:: GIVEN PROBLEM ::
Copy out the lines below unchanged, starting with the line containing "Where can the black" and continuing through the line containing "point(188, 271)".

:: GIVEN ENTRIES ::
╔══
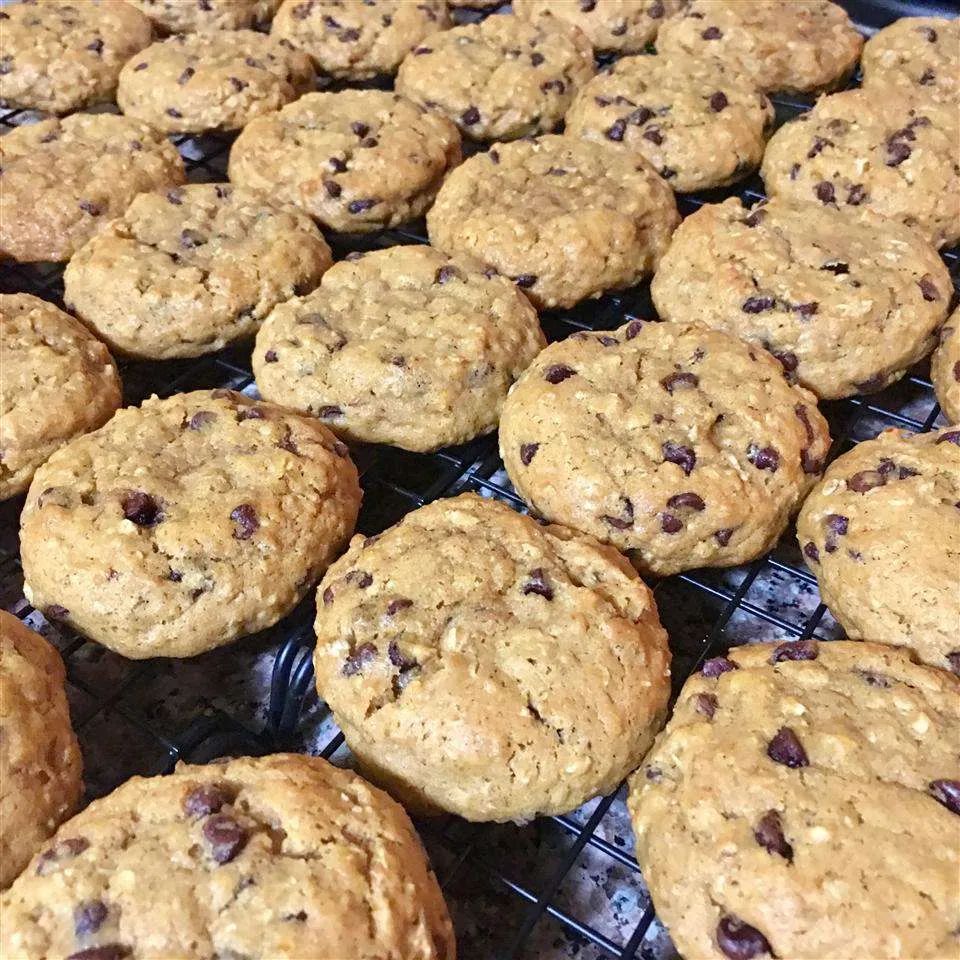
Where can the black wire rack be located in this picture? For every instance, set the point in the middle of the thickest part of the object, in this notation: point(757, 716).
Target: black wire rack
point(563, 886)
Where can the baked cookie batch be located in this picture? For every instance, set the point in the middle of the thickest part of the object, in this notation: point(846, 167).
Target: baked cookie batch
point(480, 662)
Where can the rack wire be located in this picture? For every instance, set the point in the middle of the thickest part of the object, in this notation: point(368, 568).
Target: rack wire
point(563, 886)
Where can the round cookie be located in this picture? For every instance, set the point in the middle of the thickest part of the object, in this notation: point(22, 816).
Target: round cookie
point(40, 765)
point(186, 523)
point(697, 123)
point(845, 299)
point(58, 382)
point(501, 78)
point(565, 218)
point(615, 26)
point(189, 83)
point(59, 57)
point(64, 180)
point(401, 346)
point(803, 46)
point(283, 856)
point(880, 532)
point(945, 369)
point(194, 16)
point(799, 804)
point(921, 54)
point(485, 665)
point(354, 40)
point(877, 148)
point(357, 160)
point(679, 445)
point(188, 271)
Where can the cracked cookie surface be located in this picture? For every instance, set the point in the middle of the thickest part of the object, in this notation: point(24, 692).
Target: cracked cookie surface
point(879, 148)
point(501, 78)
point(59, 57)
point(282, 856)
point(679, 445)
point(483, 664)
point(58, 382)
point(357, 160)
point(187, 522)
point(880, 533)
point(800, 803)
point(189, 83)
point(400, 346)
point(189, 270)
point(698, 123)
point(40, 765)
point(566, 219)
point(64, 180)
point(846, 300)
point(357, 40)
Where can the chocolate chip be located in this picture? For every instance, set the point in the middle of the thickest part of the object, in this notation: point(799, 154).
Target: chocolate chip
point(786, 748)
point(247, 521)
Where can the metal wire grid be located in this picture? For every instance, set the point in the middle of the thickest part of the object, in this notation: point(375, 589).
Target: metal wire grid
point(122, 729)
╚══
╔══
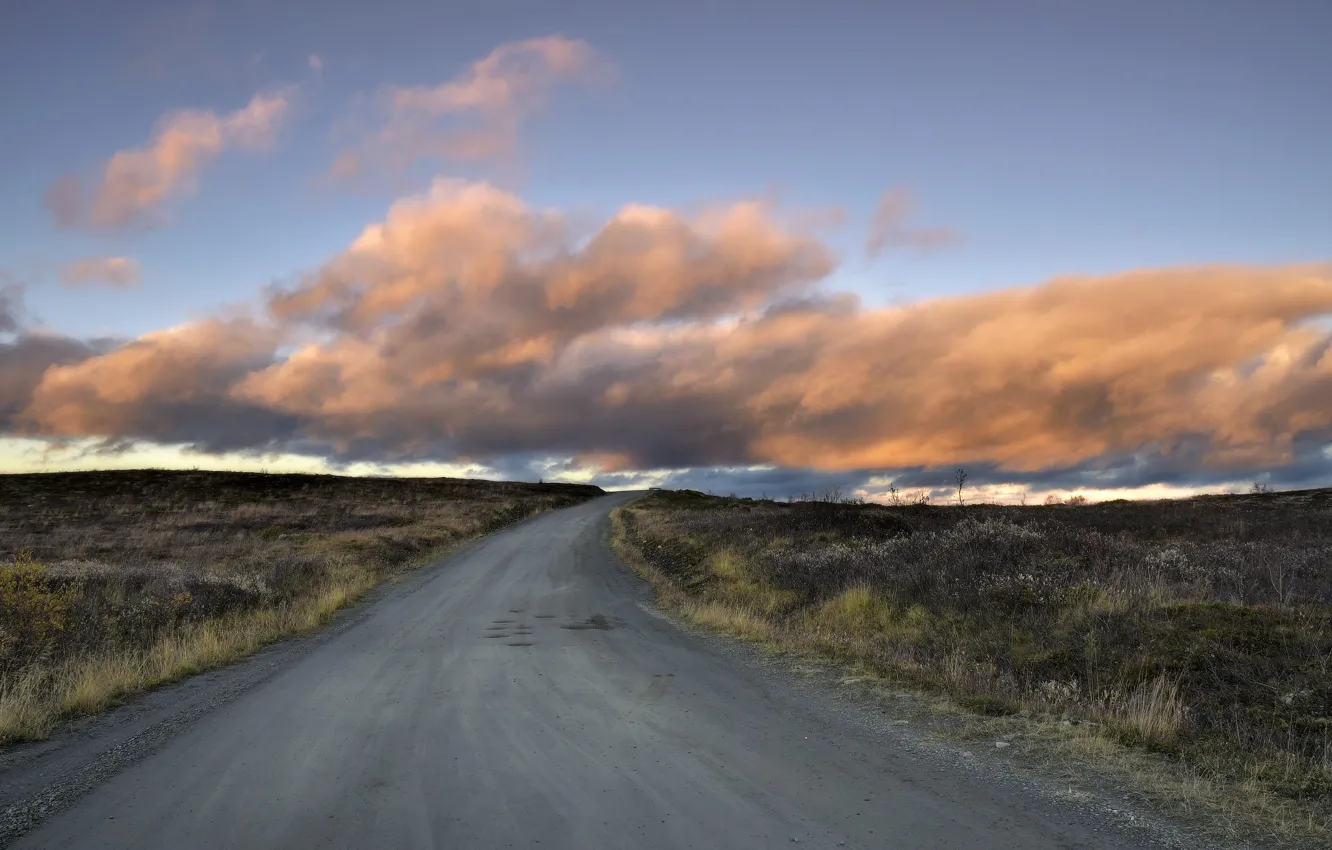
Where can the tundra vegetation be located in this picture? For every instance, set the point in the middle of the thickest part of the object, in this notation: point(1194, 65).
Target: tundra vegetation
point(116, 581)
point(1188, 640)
╚══
:: RESULT ::
Where can the black wire rack be located in this picture? For every instance, set the point in the middle of the thickest part of the object, in this notation: point(757, 716).
Target: black wire rack
point(563, 886)
Where can the baked cookie batch be located in this picture? For every instance, set the point in the middle of the thickest part of the object, in this notation: point(846, 167).
Target: baked cookie batch
point(480, 662)
Where can the rack wire be located in this picture? For every instance, set the point in the middle of the thickest part of the object, in this notation: point(368, 568).
Target: rack wire
point(563, 886)
Where can the round cookie be located in this picture? For every instance, set the point in the middle of the thickest part of the object, in this notation: point(22, 816).
Target: round cookie
point(40, 765)
point(186, 523)
point(697, 123)
point(845, 299)
point(58, 382)
point(501, 78)
point(565, 218)
point(615, 26)
point(189, 83)
point(59, 57)
point(64, 180)
point(401, 346)
point(803, 46)
point(283, 856)
point(880, 532)
point(945, 369)
point(194, 16)
point(799, 804)
point(921, 54)
point(485, 665)
point(354, 40)
point(877, 148)
point(357, 160)
point(679, 445)
point(188, 271)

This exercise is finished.